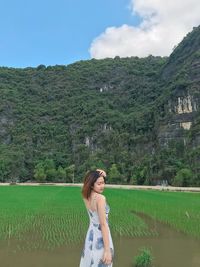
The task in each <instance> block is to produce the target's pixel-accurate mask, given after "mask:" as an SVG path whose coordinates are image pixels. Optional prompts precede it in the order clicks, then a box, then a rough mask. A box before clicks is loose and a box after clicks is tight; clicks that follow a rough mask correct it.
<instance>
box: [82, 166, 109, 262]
mask: <svg viewBox="0 0 200 267" xmlns="http://www.w3.org/2000/svg"><path fill="white" fill-rule="evenodd" d="M105 178H106V173H105V172H104V171H103V170H99V169H97V170H96V171H90V172H88V173H87V174H86V176H85V178H84V184H83V189H82V195H83V200H84V202H85V206H86V209H87V211H88V215H89V219H90V225H89V228H88V231H87V235H86V239H85V245H84V249H83V252H82V256H81V261H80V267H112V261H113V256H114V248H113V242H112V237H111V234H110V229H109V225H108V213H109V210H110V208H109V206H108V204H107V203H106V198H105V196H103V195H102V193H103V190H104V186H105Z"/></svg>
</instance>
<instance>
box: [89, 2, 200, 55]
mask: <svg viewBox="0 0 200 267" xmlns="http://www.w3.org/2000/svg"><path fill="white" fill-rule="evenodd" d="M131 10H132V13H133V15H135V14H137V15H139V16H140V17H141V18H142V22H141V24H140V25H139V26H137V27H136V26H129V25H126V24H124V25H122V26H121V27H109V28H107V29H106V30H105V32H104V33H102V34H101V35H100V36H98V37H97V38H96V39H94V40H93V42H92V44H91V47H90V49H89V51H90V55H91V57H93V58H99V59H100V58H105V57H115V56H120V57H126V56H139V57H145V56H148V55H150V54H151V55H155V56H157V55H159V56H168V55H169V54H170V53H171V52H172V49H173V47H174V46H175V45H177V44H178V43H179V42H180V41H181V40H182V39H183V37H184V36H185V35H186V34H187V33H188V32H189V31H191V30H192V28H193V27H194V26H198V25H199V24H200V1H199V0H168V1H164V0H132V1H131Z"/></svg>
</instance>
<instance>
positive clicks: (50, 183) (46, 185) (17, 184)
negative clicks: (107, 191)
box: [0, 183, 200, 192]
mask: <svg viewBox="0 0 200 267" xmlns="http://www.w3.org/2000/svg"><path fill="white" fill-rule="evenodd" d="M8 185H10V183H0V186H8ZM16 185H20V186H23V185H26V186H39V185H46V186H51V185H55V186H79V187H81V186H82V185H83V184H82V183H74V184H73V183H16ZM106 187H107V188H122V189H129V190H130V189H138V190H159V191H181V192H200V187H174V186H145V185H115V184H106Z"/></svg>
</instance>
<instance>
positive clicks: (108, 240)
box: [97, 195, 112, 264]
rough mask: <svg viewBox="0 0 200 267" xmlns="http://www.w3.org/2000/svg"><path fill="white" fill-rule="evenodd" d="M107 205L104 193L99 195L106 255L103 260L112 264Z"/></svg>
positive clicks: (99, 213) (101, 221)
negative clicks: (107, 216)
mask: <svg viewBox="0 0 200 267" xmlns="http://www.w3.org/2000/svg"><path fill="white" fill-rule="evenodd" d="M105 205H106V199H105V197H104V196H103V195H99V196H98V199H97V211H98V215H99V222H100V225H101V232H102V236H103V242H104V255H103V259H102V260H103V262H104V263H105V264H110V263H111V262H112V255H111V251H110V241H109V229H108V224H107V222H106V213H105Z"/></svg>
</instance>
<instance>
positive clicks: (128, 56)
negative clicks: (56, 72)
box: [0, 0, 200, 68]
mask: <svg viewBox="0 0 200 267" xmlns="http://www.w3.org/2000/svg"><path fill="white" fill-rule="evenodd" d="M199 24H200V1H199V0H167V1H165V0H34V1H33V0H17V1H16V0H0V66H7V67H19V68H24V67H36V66H38V65H40V64H44V65H46V66H49V65H51V66H53V65H68V64H70V63H73V62H75V61H79V60H87V59H91V58H97V59H101V58H106V57H111V58H113V57H115V56H120V57H129V56H139V57H145V56H148V55H154V56H169V55H170V53H171V52H172V51H173V48H174V47H175V46H176V45H178V43H179V42H180V41H181V40H182V39H183V37H184V36H185V35H186V34H187V33H188V32H189V31H191V30H192V28H193V27H195V26H198V25H199Z"/></svg>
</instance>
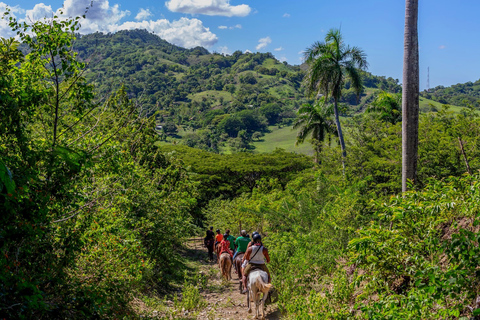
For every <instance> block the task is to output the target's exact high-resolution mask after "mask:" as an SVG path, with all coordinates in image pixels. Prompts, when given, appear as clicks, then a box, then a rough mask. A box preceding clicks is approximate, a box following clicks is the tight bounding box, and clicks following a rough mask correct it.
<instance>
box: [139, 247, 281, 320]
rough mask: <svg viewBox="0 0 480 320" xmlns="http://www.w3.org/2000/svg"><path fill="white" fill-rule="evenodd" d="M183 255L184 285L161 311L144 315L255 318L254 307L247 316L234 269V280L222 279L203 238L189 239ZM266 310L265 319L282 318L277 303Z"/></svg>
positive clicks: (232, 277) (277, 318)
mask: <svg viewBox="0 0 480 320" xmlns="http://www.w3.org/2000/svg"><path fill="white" fill-rule="evenodd" d="M182 256H183V257H184V258H185V260H186V264H187V269H188V273H186V277H185V279H186V280H185V283H184V285H183V286H182V287H181V288H178V290H177V291H176V293H174V294H173V295H170V296H167V298H166V299H164V301H163V302H162V303H160V304H159V305H157V307H158V308H157V309H158V310H153V309H150V310H148V311H147V310H145V311H146V312H145V313H144V315H151V316H157V317H159V318H160V319H171V318H174V319H211V320H214V319H237V320H238V319H254V318H255V307H254V306H253V307H252V313H248V308H247V295H246V294H241V293H240V290H239V285H238V276H237V274H236V273H235V271H234V269H233V268H232V279H231V280H229V281H227V280H225V279H223V278H222V275H221V272H220V268H219V266H218V264H217V263H216V262H215V261H214V262H210V261H209V259H208V254H207V250H206V248H205V247H204V246H203V239H200V238H199V239H190V240H188V241H187V243H186V246H185V249H184V250H183V253H182ZM215 258H216V257H215ZM265 310H266V311H265V319H270V320H273V319H280V317H281V314H280V312H279V310H278V308H277V306H276V304H275V303H273V304H268V305H267V306H266V308H265Z"/></svg>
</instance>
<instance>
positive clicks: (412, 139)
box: [402, 0, 420, 192]
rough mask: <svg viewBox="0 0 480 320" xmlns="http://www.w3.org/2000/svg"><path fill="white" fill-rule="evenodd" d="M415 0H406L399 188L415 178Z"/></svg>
mask: <svg viewBox="0 0 480 320" xmlns="http://www.w3.org/2000/svg"><path fill="white" fill-rule="evenodd" d="M417 24H418V0H406V3H405V36H404V56H403V90H402V191H403V192H405V191H407V182H408V180H411V181H413V182H415V181H416V179H417V158H418V103H419V102H418V95H419V91H420V90H419V87H420V85H419V62H418V60H419V58H418V29H417Z"/></svg>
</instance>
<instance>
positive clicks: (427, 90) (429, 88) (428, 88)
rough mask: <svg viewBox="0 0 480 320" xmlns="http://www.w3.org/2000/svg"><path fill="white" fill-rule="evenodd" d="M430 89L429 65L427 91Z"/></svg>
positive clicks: (427, 76)
mask: <svg viewBox="0 0 480 320" xmlns="http://www.w3.org/2000/svg"><path fill="white" fill-rule="evenodd" d="M428 91H430V67H427V92H428Z"/></svg>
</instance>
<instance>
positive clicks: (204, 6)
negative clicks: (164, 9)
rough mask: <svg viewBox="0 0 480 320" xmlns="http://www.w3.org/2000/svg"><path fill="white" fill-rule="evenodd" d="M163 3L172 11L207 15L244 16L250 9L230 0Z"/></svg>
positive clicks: (201, 0) (242, 5)
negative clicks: (232, 5) (233, 5)
mask: <svg viewBox="0 0 480 320" xmlns="http://www.w3.org/2000/svg"><path fill="white" fill-rule="evenodd" d="M165 5H166V6H167V8H168V10H170V11H173V12H181V13H190V14H204V15H208V16H225V17H233V16H235V17H245V16H247V15H249V14H250V12H251V11H252V9H251V8H250V6H248V5H246V4H240V5H237V6H232V5H230V0H170V1H167V2H165Z"/></svg>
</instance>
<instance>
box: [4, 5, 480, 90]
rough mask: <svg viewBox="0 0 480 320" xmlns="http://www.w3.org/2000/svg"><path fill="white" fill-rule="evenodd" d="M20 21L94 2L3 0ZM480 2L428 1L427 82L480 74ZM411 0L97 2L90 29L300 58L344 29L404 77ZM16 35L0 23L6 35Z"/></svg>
mask: <svg viewBox="0 0 480 320" xmlns="http://www.w3.org/2000/svg"><path fill="white" fill-rule="evenodd" d="M3 1H4V2H0V8H4V7H5V5H8V6H10V7H12V8H14V9H13V13H14V14H15V16H16V17H17V18H18V19H25V17H26V16H28V17H30V18H31V19H40V18H41V17H43V16H45V15H47V16H48V15H50V16H51V13H52V12H54V11H56V10H58V9H59V8H61V7H62V6H63V7H64V12H65V14H66V15H69V16H73V15H78V14H82V13H83V11H84V10H85V7H86V6H88V5H89V4H90V2H91V1H90V0H45V1H39V0H21V1H18V0H3ZM479 13H480V1H479V0H420V7H419V39H420V41H419V42H420V82H421V83H420V87H421V89H425V87H426V80H427V67H429V68H430V87H435V86H437V85H444V86H449V85H452V84H456V83H463V82H467V81H476V80H478V79H480V59H479V57H480V54H479V52H480V41H479V40H480V19H479V18H478V14H479ZM404 14H405V1H403V0H361V1H358V0H329V1H325V0H296V1H292V0H256V1H253V0H230V1H229V0H156V1H147V0H135V1H132V0H110V1H106V0H95V1H94V2H93V7H92V8H91V9H90V10H89V12H88V13H87V20H86V21H83V23H82V32H83V33H89V32H93V31H103V32H115V31H117V30H121V29H132V28H143V29H147V30H149V31H152V32H154V33H156V34H158V35H159V36H161V37H162V38H164V39H166V40H167V41H169V42H172V43H175V44H177V45H181V46H184V47H193V46H197V45H201V46H204V47H206V48H207V49H208V50H209V51H211V52H212V51H216V52H221V53H227V54H228V53H232V52H234V51H235V50H241V51H246V50H249V51H252V52H257V51H259V52H272V53H273V54H274V55H275V56H276V57H277V58H278V59H280V60H286V61H287V62H288V63H290V64H300V63H301V62H302V61H301V52H302V51H303V50H304V49H305V48H307V47H308V46H309V45H311V44H312V43H313V42H314V41H317V40H322V39H323V38H324V36H325V33H326V31H328V29H330V28H341V30H342V33H343V35H344V39H345V41H346V43H347V44H350V45H352V46H358V47H360V48H362V49H363V50H364V51H365V52H366V54H367V58H368V62H369V71H370V72H372V73H373V74H375V75H383V76H387V77H393V78H395V79H399V81H400V82H401V77H402V62H403V28H404ZM10 35H11V34H10V33H9V31H8V28H7V27H6V26H5V24H4V23H3V24H0V36H3V37H6V36H10Z"/></svg>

++++

## Instructions to follow
All that should be written out is the stretch of lines above between the one holding "For every <instance>" and the one holding "box: [139, 247, 281, 320]", inclusive, exactly as given.

## Solution for this task
For every <instance> block the task is to output the target's exact high-resolution mask after "mask:" as an SVG path, with all coordinates in image pixels. Prompts, when given, appear as clicks, then a box, then a rough mask. A box preceding clicks is approximate, a box following clicks is the tight bounding box, and clicks following a rough mask correct it.
<instance>
box: [139, 247, 281, 320]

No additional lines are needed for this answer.